When I was a kid growing up in Hong Kong I was fascinated with marine life and naturally went looking for it everywhere I could in Hong Kong. I went snorkeling, beach coming, volunteered as a dolphin-spotter and scoured bookshops and libraries for any information on HK’s marine life. The local water pollution around HK at the time was terrible and I decided that one way to help would be to educate anyone interested in marine life in HK so that people would treasure it more and look after it more carefully. So in 1994 I started a web page called “the Hong Kong Marine Life Page” page to do just that. The page – all hand written HTML – has long since dissapeared, of course.
I actually went on to become a marine biologist and wrote my PhD thesis on microscopic Antarctic deep-sea creatures and then worked in the Natural History Museum in London for a couple of years. But as great as marine biology is, it is unfortunately hard to earn a living in that line of work. So in the end I had to take a normal job (which is still fun), but I still have a passion for marine biology and oceanography and I am still concerned about the impact we as human beings have on the ocean ecosystem.

- - - -

§ **TASK 1**:
Translate this sentence from the account of Hong Kong marine life into Spanish: "But as great as marine biology is, it is unfortunately hard to earn a living in that line of work."
§ **TASK 2**:
Echo the account of Hong Kong marine life from "When I was a" to "dissapeared, of course.", word for word.
§ **TASK 3**:
Write what comes next in the account of Hong Kong marine life, picking up after its final sentence.
The entries that come next are separate material, unrelated to the account of Hong Kong marine life.

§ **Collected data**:

- - - -

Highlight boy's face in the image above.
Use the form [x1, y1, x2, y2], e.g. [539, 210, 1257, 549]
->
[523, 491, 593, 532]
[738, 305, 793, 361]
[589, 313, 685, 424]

- - - -

§ **ANSWER AREA 1**:
Pero, por fantástica que sea la biología marina, por desgracia es difícil ganarse la vida en ese campo.

§ **ANSWER AREA 2**:
When I was a kid growing up in Hong Kong I was fascinated with marine life and naturally went looking for it everywhere I could in Hong Kong. I went snorkeling, beach coming, volunteered as a dolphin-spotter and scoured bookshops and libraries for any information on HK’s marine life. The local water pollution around HK at the time was terrible and I decided that one way to help would be to educate anyone interested in marine life in HK so that people would treasure it more and look after it more carefully. So in 1994 I started a web page called “the Hong Kong Marine Life Page” page to do just that. The page – all hand written HTML – has long since dissapeared, of course.

§ **ANSWER AREA 3**:
Being back in Hong Kong though, I have noticed important changes – some for the better, some for the worse. So I have decided to offer my knowledge, my passion for HK marine life and an inexplicable thirst for finding and compiling information on Hong Kong’s marine life, to restart the HK marine life page as a blog. That – by the way – also is all I have time for these days!
So this blog is going to try to capture some thoughts, answer some questions and give some interesting facts and figures on all things do to with the wonderful world under the sea in Hong Kong.
I hope you enjoy this blog and that it teaches you something new or interesting. Feel free to request specific posts or ask any questions, I will be happy to help.
Hello, we saw some strange things on the beach of Pui O on jan. 1st 2014 and we were not able to identify what it was. I shot some pictures and would like to send them to you so you can maybe tell us what it was….algae or micro organisms like plancton…. Hope you can tell…! Let me know to which email I can send you the pics!
Caroline
Thanks for your request. I have sent you an email which you can respond too. If for any reason you don’t get it, please leave another comment on this thread.
Looking forward to those pictures, I am intrigued!
After falling in love with scuba diving and ocean, I feel like I choose wrong study major, nowadays I wish I took marine biology back then. Glad to find your blog with interesting information on marine life. Thank you for keeping us update on this matter.
Your welcome! Glad you enjoy it.
Hi, would you have some recommendation about where we could see this amazing glowing plankton? Is there any special time un the year or location where it can be seen? thx!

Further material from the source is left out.